● Obiettivo 1
Puoi riportare per intero e senza alcuna modifica il brano scelto su Arthur Miller e i padri scrittori?

● Brano scelto
━━━━━━

Rubare le ore alla notte

C’è una foto di Arthur Miller in cui tiene sua figlia sulle ginocchia mentre stringe una penna fra le dita e scrive qualcosa su un foglio. Chi ha pubblicato l’immagine si è chiesto se immortalasse una consuetudine dello scrittore – scrivere con una poppante in braccio – oppure l’avesse tenuta giusto il tempo dello scatto, come probabilmente è stato. Miller è famoso per essere stato un padre poco compassionevole, come di molti si è detto e scritto (Manzoni, per esempio, pare fosse un pessimo padre) e certo non è poca la letteratura nata dal cattivo rapporto con le madri, donne cattive, sgradevoli, che hanno lasciato impronte profonde nella vita di scrittori e scrittrici che, come una maledizione, ne vengono perseguitati pure da anziani.

━━━━━━

● Materiale dell'esercizio
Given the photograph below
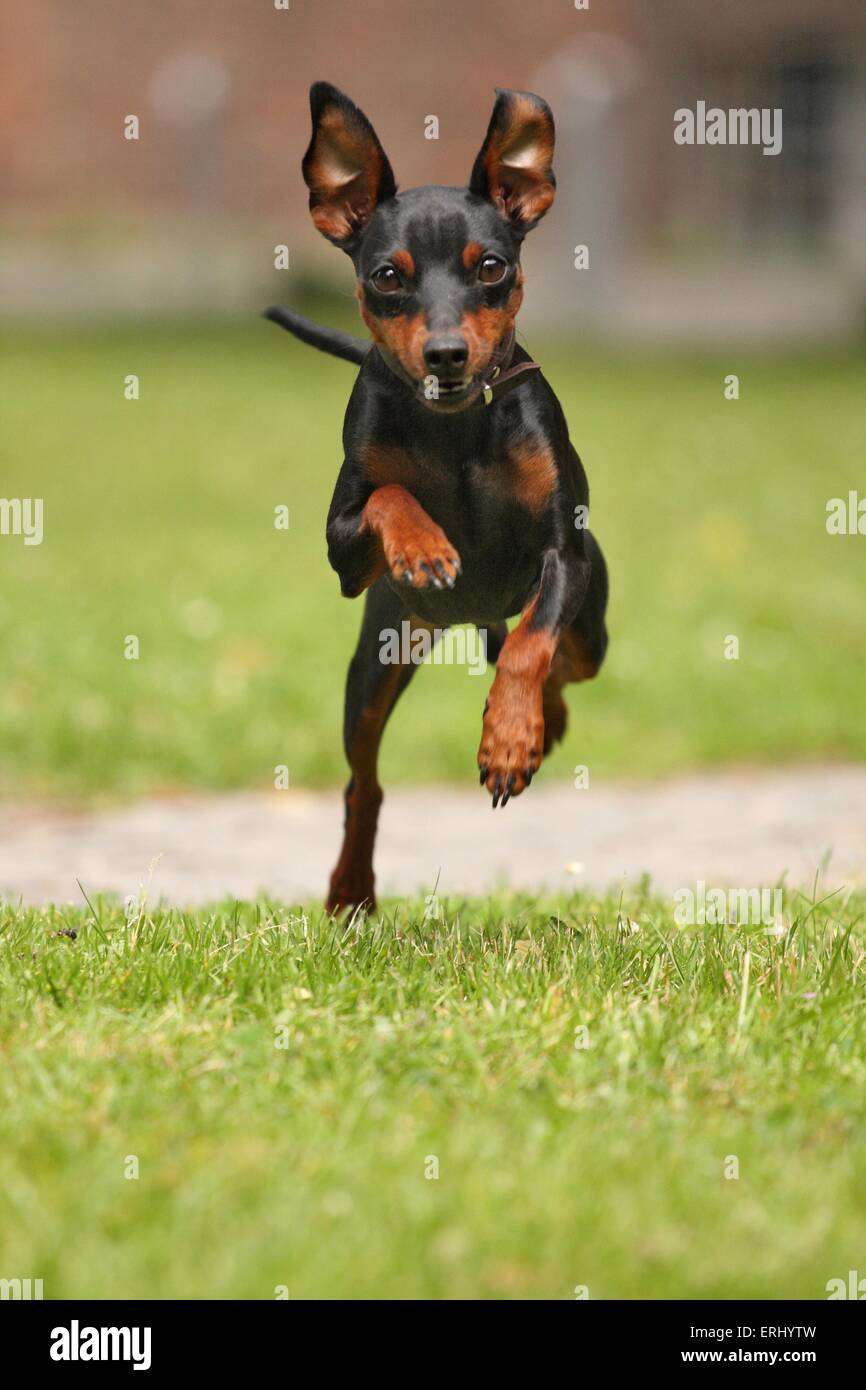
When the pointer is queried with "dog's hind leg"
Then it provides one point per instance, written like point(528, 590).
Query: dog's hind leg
point(378, 674)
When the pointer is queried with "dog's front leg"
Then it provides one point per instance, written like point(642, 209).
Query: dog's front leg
point(391, 533)
point(513, 733)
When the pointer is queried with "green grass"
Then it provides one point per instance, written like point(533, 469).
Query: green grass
point(159, 523)
point(406, 1040)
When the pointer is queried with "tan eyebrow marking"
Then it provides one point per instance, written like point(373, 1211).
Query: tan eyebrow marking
point(403, 263)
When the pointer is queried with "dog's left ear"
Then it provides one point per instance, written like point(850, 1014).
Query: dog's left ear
point(515, 166)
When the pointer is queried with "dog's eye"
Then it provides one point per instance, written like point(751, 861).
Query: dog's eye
point(491, 270)
point(385, 280)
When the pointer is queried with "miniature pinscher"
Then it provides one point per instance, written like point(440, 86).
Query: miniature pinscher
point(460, 498)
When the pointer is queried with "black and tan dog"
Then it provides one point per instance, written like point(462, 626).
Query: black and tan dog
point(460, 498)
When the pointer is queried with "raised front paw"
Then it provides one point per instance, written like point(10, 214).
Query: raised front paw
point(423, 558)
point(512, 747)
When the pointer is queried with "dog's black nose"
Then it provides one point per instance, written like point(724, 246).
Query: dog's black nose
point(446, 356)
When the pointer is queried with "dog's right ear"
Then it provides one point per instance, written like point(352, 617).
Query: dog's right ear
point(345, 167)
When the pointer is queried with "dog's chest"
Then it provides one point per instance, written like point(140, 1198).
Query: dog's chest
point(481, 505)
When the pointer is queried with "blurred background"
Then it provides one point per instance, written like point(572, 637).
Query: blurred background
point(154, 257)
point(684, 242)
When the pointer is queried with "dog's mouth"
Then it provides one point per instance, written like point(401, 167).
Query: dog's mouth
point(449, 395)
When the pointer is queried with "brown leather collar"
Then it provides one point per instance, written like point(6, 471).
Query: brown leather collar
point(498, 380)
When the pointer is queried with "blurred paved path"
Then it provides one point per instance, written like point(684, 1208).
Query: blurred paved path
point(730, 829)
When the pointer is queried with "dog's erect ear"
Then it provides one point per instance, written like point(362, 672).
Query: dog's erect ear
point(345, 167)
point(515, 166)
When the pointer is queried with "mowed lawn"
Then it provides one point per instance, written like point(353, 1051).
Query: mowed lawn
point(516, 1100)
point(159, 523)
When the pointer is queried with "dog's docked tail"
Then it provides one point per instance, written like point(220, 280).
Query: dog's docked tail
point(327, 339)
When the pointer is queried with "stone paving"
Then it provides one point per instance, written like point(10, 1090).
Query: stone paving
point(729, 829)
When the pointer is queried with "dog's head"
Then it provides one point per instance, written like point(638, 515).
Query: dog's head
point(438, 268)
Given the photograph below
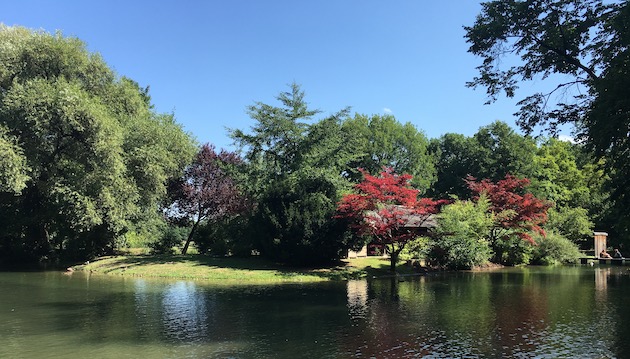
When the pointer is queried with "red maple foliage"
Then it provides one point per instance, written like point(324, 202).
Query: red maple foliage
point(387, 209)
point(516, 212)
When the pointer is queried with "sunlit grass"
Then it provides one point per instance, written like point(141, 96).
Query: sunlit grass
point(235, 270)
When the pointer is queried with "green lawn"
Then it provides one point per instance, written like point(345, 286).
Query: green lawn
point(231, 271)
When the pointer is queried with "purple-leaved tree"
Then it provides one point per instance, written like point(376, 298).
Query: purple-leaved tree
point(206, 191)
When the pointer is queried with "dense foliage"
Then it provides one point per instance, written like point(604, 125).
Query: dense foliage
point(580, 49)
point(84, 158)
point(463, 234)
point(207, 191)
point(296, 176)
point(85, 162)
point(387, 210)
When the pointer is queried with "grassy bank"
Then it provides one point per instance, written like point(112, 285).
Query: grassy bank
point(234, 270)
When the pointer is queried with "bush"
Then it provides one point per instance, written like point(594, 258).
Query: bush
point(226, 237)
point(572, 223)
point(555, 249)
point(462, 235)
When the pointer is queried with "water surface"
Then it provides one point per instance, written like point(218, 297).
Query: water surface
point(522, 313)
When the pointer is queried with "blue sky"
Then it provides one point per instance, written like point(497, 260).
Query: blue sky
point(207, 60)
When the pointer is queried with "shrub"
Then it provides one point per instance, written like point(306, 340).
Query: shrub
point(512, 250)
point(555, 249)
point(572, 223)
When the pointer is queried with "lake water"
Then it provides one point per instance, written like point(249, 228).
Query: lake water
point(568, 312)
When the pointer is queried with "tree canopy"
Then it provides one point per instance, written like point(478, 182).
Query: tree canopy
point(387, 209)
point(580, 49)
point(87, 158)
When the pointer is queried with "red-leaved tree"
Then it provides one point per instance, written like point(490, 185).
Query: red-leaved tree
point(387, 209)
point(206, 191)
point(516, 212)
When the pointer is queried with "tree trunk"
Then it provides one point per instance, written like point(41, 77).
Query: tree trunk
point(393, 257)
point(189, 239)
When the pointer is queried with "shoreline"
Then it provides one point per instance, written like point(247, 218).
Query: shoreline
point(229, 270)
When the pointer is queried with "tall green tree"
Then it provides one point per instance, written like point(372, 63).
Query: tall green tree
point(491, 153)
point(580, 50)
point(296, 170)
point(385, 142)
point(13, 169)
point(92, 173)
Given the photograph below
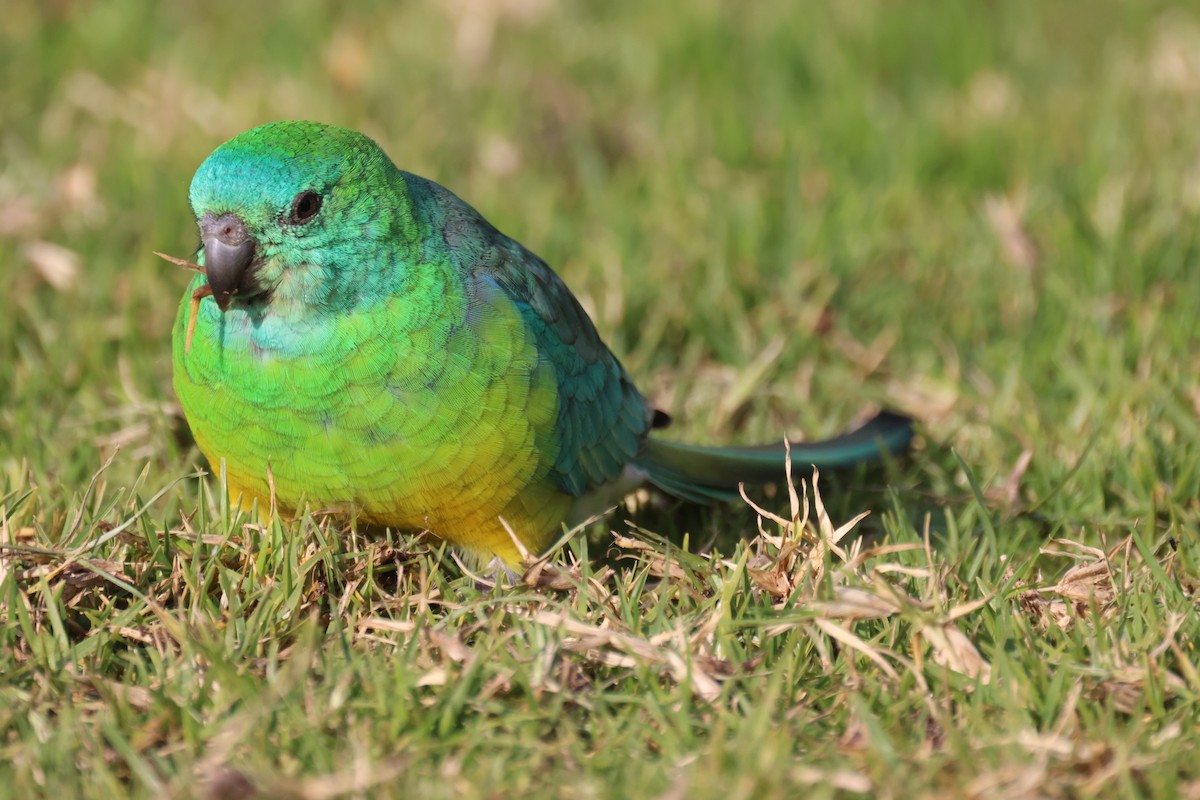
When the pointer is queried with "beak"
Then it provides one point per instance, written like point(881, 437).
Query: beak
point(228, 253)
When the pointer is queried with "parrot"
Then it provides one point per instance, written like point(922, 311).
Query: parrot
point(359, 340)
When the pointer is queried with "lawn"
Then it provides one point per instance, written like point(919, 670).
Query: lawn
point(781, 216)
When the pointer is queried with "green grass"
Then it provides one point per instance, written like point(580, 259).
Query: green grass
point(780, 215)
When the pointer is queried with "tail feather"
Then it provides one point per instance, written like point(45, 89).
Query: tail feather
point(706, 474)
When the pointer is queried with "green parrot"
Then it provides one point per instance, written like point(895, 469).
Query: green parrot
point(359, 338)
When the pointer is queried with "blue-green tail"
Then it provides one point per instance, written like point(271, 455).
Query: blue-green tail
point(707, 474)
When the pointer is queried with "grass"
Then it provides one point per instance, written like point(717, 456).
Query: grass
point(779, 215)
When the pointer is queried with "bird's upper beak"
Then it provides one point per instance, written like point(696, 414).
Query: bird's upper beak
point(228, 253)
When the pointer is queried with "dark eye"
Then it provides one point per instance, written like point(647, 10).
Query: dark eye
point(305, 206)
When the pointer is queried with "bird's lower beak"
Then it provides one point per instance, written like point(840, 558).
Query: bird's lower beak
point(228, 253)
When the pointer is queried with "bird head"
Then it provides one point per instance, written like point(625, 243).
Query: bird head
point(287, 212)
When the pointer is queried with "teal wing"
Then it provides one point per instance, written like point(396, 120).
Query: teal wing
point(603, 419)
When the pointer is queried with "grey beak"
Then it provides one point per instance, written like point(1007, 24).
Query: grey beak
point(228, 253)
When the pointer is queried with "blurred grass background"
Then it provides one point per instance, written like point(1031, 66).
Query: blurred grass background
point(779, 215)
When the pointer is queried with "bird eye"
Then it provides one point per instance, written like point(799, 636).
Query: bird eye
point(305, 206)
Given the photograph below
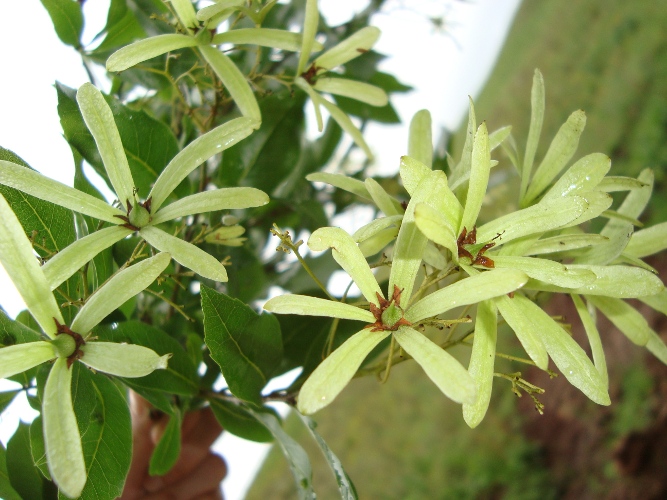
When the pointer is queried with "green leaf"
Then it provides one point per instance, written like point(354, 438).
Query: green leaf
point(67, 20)
point(238, 420)
point(295, 455)
point(420, 142)
point(247, 346)
point(168, 449)
point(345, 485)
point(482, 362)
point(24, 478)
point(180, 376)
point(560, 151)
point(336, 371)
point(440, 366)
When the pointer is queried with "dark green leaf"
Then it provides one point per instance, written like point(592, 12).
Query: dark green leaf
point(67, 20)
point(6, 490)
point(180, 376)
point(23, 475)
point(247, 346)
point(235, 418)
point(294, 453)
point(345, 486)
point(168, 449)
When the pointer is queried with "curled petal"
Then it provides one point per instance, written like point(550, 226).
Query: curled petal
point(334, 373)
point(185, 253)
point(99, 120)
point(196, 153)
point(17, 258)
point(123, 360)
point(210, 201)
point(441, 367)
point(62, 440)
point(66, 262)
point(313, 306)
point(120, 288)
point(21, 357)
point(146, 49)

━━━━━━

● Obiettivo 2
Puoi riscrivere le righe dei record, dall'inizio dei record fino alla riga che contiene "point(512, 747)", entrambe comprese, sostituendo "dog's front leg" con "dog's foreleg" e lasciando invariato tutto il resto? Restituisci solo quelle righe, senza le immagini.

● Risultato 1
Rubare le ore alla notte

C’è una foto di Arthur Miller in cui tiene sua figlia sulle ginocchia mentre stringe una penna fra le dita e scrive qualcosa su un foglio. Chi ha pubblicato l’immagine si è chiesto se immortalasse una consuetudine dello scrittore – scrivere con una poppante in braccio – oppure l’avesse tenuta giusto il tempo dello scatto, come probabilmente è stato. Miller è famoso per essere stato un padre poco compassionevole, come di molti si è detto e scritto (Manzoni, per esempio, pare fosse un pessimo padre) e certo non è poca la letteratura nata dal cattivo rapporto con le madri, donne cattive, sgradevoli, che hanno lasciato impronte profonde nella vita di scrittori e scrittrici che, come una maledizione, ne vengono perseguitati pure da anziani.

● Risultato 2
Given the photograph below
When the pointer is queried with "dog's hind leg"
Then it provides one point per instance, written like point(528, 590).
Query: dog's hind leg
point(378, 674)
When the pointer is queried with "dog's foreleg"
Then it provides one point per instance, written like point(642, 209).
Query: dog's foreleg
point(391, 533)
point(513, 733)
When the pointer is queried with "green grass"
Then it provides one point per instance, written like point(533, 469).
Query: green grass
point(159, 523)
point(406, 1040)
When the pointer is queried with "tan eyebrow marking"
Then it provides one point per instance, written like point(373, 1211).
Query: tan eyebrow marking
point(403, 263)
When the pointer is queried with "dog's left ear"
Then it provides one point per instance, written like point(850, 1014).
Query: dog's left ear
point(515, 166)
When the pointer is queried with "dog's eye"
Then it provides one point per instance, written like point(751, 861).
Query: dog's eye
point(491, 270)
point(385, 280)
When the pointer is queried with "miniature pinscher"
Then it provides one point per instance, written like point(440, 86).
Query: miniature pinscher
point(460, 498)
When the pointer is queried with "black and tan dog"
Then it provides one point per instance, written like point(462, 626).
Query: black and tan dog
point(460, 498)
When the pointer is queried with "raised front paw"
Then it provides one point per instance, written like point(10, 214).
Query: raised front paw
point(423, 558)
point(512, 747)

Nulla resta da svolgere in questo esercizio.